▸ Written exercise
Return these rows word for word, starting at the first line and ending after the line that contains "[[163, 116]]". Leave the pictures out of your answer.

──────── Given records

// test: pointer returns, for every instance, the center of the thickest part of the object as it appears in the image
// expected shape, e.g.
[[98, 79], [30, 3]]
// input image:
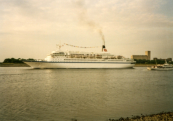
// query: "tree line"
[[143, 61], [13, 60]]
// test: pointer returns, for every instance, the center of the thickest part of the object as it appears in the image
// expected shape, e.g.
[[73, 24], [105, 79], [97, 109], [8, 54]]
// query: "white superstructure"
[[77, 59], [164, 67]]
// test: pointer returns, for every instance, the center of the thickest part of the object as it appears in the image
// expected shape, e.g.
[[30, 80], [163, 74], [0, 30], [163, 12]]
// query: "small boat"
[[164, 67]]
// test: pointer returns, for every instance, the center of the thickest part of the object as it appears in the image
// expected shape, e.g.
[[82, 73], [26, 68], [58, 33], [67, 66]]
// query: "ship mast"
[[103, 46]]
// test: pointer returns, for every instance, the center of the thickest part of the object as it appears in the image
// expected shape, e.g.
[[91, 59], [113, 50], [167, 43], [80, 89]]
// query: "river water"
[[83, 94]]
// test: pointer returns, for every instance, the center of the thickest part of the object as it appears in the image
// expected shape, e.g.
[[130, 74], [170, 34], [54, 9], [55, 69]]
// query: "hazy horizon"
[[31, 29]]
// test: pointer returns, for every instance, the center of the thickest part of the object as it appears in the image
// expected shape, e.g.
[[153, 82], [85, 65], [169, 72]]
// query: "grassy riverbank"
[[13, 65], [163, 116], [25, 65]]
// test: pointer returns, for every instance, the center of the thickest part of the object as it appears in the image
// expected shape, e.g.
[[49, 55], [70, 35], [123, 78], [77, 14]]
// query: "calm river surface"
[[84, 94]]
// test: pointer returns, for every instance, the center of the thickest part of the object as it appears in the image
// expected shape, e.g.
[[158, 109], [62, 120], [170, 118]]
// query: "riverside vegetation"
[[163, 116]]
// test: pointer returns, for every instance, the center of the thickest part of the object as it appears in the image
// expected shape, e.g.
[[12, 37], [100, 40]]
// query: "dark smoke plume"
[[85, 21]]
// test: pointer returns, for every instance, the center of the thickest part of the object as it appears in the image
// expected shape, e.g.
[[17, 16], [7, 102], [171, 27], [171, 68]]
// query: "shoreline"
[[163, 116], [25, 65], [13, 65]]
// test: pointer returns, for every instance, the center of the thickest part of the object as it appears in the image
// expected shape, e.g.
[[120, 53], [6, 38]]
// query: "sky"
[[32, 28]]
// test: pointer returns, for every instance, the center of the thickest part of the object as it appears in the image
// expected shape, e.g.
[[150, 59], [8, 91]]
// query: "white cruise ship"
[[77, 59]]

────────────────

▸ Exercise output
// test: pointer returns, for every instance, the center of the thickest part of the object as it appears in the image
// expected shape, e.g.
[[98, 79], [30, 3]]
// input image:
// query: "tree line"
[[143, 61], [13, 60]]
// test: pointer returns, for every instance, the center of the thickest part of the object as it appears in the image
// expected shape, e.g.
[[73, 24], [105, 79], [97, 109], [8, 54]]
// query: "white superstructure"
[[77, 59], [164, 67]]
// test: pointer returns, for every instance, the center of the thickest part of the object as it appears in the image
// expected shape, e.g.
[[30, 80], [163, 74], [0, 30], [163, 12]]
// query: "small boat"
[[164, 67]]
// test: pointer returns, for every instance, the center of the thickest part of the object as it appears in the image
// expected shape, e.g.
[[82, 73], [26, 68], [58, 33], [67, 66]]
// query: "ship mast"
[[103, 46]]
// test: pointer returns, for every instance, the center of the thickest part of the object as it appears in the image
// expected shape, e.g.
[[91, 59], [113, 50], [167, 43], [80, 89]]
// query: "river water"
[[83, 94]]
// test: pointer returns, for every instance, the center of the thickest part of the object as it appears in the image
// expected shape, e.g.
[[130, 74], [170, 34], [54, 9], [55, 69]]
// query: "hazy horizon"
[[31, 29]]
// test: pointer returns, for every instance, the center of the thickest part of the object as it appears in the image
// expected shape, e.g.
[[153, 82], [85, 65], [169, 72]]
// query: "grassy riverbank"
[[13, 65], [163, 116], [25, 65]]
// test: pointer returns, for every instance, the center of the thickest part of the object as it appears in the image
// expected shape, e.g.
[[49, 55], [70, 35], [123, 78], [77, 14]]
// query: "calm river surface"
[[84, 94]]
// test: pointer returns, for every instance, the center of the thickest part of the object as it appears in the image
// expected shape, e.g.
[[158, 109], [62, 120], [170, 118]]
// query: "riverside vegetation"
[[163, 116]]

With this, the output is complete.